■ **Fragmento elegido**

Aunque pueda resultar increíble, a las puertas del año 2005, o
sea, en pleno siglo XXI, la ONU anuncia que cinco millones de niños
mueren cada año a causa del hambre. ¡Del hambre! Una lacra que hace
décadas la Humanidad se había propuesto erradicar y que hoy, cuando
el primer mundo alcanza cotas de bienestar nunca antes soñadas, no
sólo no cede, sino que aumenta.
Los datos ponen los pelos de punta, especialmente porque se
refieren a la infancia, un universo que deberíamos proteger y
cuidar como lo más valioso del planeta. Casi mil millones de
personas sobreviven a duras penas en situaciones de hambre crónica
en un mundo en el que cada vez el territorio «sano» es más reducido
y exclusivo y, en cambio, la tierra «enferma» es cada día
mayor.

■ **Qué hacer**
Sigue el fragmento sobre el hambre en el mundo a partir de su última frase.

■ **Extractos de filas**
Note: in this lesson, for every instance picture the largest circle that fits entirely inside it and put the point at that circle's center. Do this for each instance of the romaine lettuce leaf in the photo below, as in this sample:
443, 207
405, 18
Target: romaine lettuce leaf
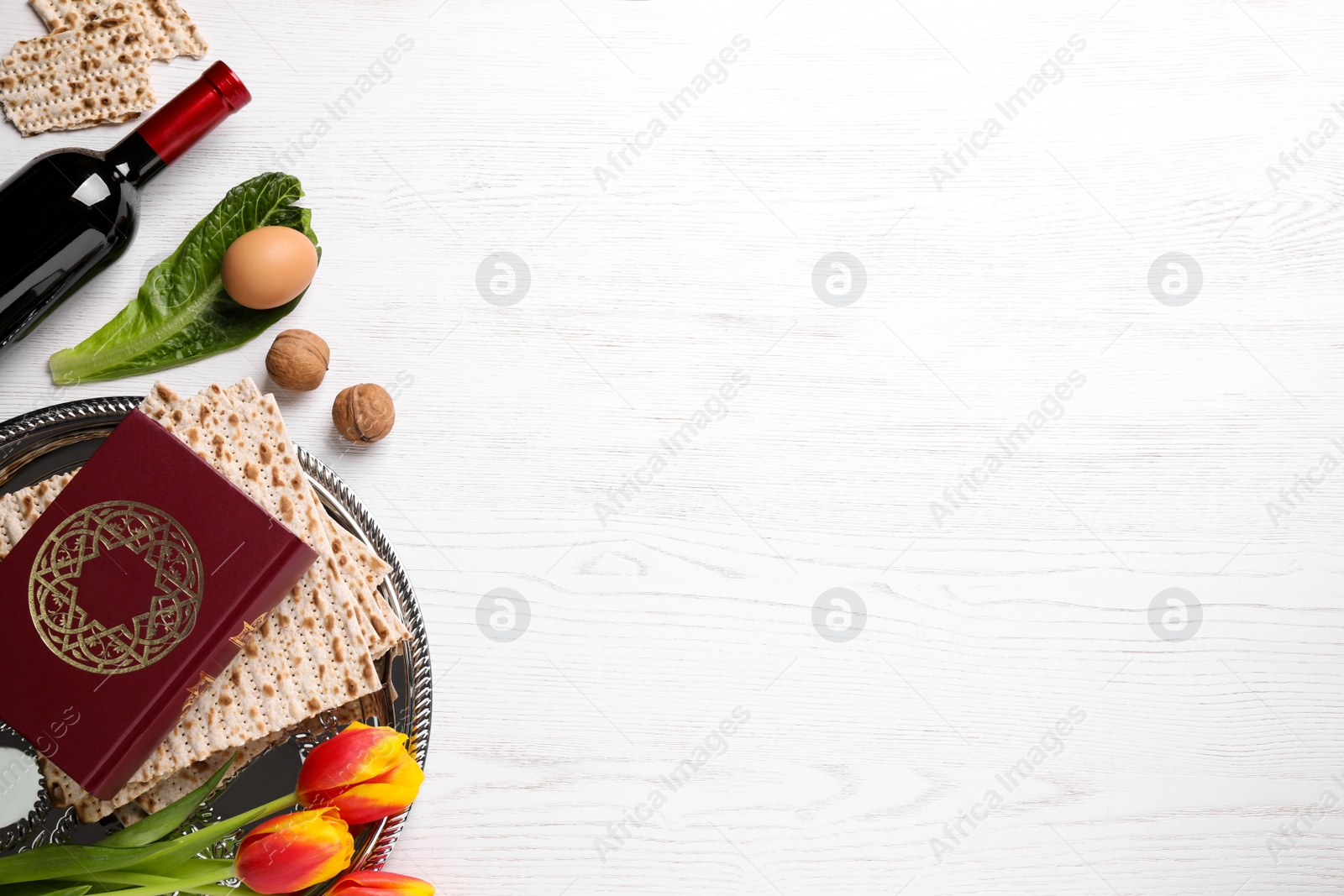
183, 313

■ **Resultado**
Pese a todo, la FAO (Organización de las Naciones Unidas para la
Alimentación) deja abierta la puerta a la esperanza y cree posible
que de aquí a 2015 el número de personas que pasan hambre en el
mundo podría reducirse a la mitad. Algo que despierta más dudas que
certezas, teniendo en cuenta el rumbo que últimamente ha tomado la
economía mundial, dominada por la globalización. De hecho, la FAO
recomienda a los países que adopten «programas a gran escala para
promover la agricultura y el desarrollo rural, de los cuales
dependen los medios de subsistencia de la mayoría de las personas
pobres». Un consejo que los dirigentes de los grandes países puede
que no se tomen con la necesaria seriedad. Baste recordar que la
agricultura de las naciones subdesarrolladas ha sido
deliberadamente ahogada durante décadas para proteger la producción
agrícola y ganadera de los más ricos.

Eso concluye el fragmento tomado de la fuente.